REQUIRED WORK:
Match the string "garland" against each line below, and copy every line that matches.

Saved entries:
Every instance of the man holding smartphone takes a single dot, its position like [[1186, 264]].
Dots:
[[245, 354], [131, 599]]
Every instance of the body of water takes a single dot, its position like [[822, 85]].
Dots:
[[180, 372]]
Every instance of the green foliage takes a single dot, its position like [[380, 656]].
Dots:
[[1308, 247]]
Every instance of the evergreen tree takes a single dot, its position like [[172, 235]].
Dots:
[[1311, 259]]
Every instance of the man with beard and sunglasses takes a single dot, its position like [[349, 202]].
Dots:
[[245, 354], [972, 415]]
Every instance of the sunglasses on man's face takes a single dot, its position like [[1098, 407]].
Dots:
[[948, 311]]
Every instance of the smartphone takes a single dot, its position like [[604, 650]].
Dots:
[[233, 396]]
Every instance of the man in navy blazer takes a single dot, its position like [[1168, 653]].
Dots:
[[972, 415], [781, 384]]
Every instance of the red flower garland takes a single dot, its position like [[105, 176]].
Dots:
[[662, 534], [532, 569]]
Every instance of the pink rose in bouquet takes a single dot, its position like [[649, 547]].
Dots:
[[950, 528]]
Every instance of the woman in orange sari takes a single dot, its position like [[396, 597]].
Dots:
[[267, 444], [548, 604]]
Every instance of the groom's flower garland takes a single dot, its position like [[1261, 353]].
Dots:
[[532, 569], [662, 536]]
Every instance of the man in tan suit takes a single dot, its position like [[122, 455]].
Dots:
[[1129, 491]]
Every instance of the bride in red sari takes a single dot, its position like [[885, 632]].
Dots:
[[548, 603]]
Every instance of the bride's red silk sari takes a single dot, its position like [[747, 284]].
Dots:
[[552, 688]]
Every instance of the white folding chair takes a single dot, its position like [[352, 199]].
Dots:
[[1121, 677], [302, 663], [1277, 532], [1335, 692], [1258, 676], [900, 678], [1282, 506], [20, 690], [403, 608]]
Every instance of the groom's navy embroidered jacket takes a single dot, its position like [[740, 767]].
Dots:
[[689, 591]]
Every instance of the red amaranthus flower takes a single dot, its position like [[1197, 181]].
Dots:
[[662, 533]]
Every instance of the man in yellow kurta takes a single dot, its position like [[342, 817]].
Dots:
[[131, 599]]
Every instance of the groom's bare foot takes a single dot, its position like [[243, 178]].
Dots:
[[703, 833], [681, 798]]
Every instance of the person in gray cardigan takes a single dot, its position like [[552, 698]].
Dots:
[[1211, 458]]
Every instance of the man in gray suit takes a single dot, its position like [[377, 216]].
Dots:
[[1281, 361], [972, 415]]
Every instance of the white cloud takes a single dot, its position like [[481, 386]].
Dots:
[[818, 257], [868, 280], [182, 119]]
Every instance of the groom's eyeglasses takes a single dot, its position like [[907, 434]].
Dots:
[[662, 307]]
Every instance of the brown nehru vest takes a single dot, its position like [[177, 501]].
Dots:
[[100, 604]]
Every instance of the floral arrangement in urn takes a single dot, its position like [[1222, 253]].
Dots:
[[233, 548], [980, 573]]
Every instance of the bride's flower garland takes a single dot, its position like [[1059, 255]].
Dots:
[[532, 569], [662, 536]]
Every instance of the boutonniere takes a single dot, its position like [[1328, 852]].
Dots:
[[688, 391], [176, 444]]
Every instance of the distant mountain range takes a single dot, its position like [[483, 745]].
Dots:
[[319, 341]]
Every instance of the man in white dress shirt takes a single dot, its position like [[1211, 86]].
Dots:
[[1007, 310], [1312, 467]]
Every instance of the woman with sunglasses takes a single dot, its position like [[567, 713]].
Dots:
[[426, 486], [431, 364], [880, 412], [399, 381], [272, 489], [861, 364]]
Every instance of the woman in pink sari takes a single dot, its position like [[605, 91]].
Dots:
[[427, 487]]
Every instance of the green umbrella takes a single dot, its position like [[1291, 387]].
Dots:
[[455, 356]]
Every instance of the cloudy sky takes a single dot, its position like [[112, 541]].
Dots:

FINISHED EXERCISE:
Every instance of the red flower garland takes a single dot, its position like [[105, 176]].
Every instance of the groom's flower garland takes a single dot, its position like [[1261, 353]].
Every instance of the bride's flower garland takes a single dot, its position like [[1059, 255]].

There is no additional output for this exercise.